The entries are to be written out again with no differences.

━━━ The data

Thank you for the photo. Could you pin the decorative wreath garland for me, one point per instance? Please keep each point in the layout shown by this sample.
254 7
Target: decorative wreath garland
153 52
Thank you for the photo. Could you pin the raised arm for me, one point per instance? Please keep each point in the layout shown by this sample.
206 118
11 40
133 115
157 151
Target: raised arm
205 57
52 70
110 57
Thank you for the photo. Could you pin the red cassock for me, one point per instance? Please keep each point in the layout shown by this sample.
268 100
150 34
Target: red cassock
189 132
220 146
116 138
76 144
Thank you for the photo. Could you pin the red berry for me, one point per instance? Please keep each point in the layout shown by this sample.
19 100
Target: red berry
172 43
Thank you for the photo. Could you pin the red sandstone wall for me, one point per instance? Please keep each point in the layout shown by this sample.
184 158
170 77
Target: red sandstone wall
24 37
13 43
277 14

━━━━━━

● **Solution to this task**
Thank you for the photo. Could you pin the decorative wreath garland for me, one point per instance? Please keep each point in the layout shown by this sample.
254 7
Target: decorative wreath garland
153 52
Thank you for the photo. Could you pin the raised arm for me, one point per instance? Please keep each point in the layout shown by this sample.
206 118
11 40
133 115
157 151
Target: raised arm
205 57
52 70
110 57
Thank you for the photo. Could you pin the red cassock for me, one point per instance? Please keep each point in the layout shown by this sample.
268 100
150 34
Target: red cassock
189 132
220 146
116 138
76 144
Thank you for the photo. Could you pin the red berry for me, one point per instance? Please keep each point in the layout shown by this sample.
19 100
Target: red berry
172 43
Thank you for the photo. Could you pin the red sandstone wall for me, one point per instance? Please keep each point in the layout shown by this sample.
184 158
170 77
Target: red sandstone wall
24 37
13 43
277 14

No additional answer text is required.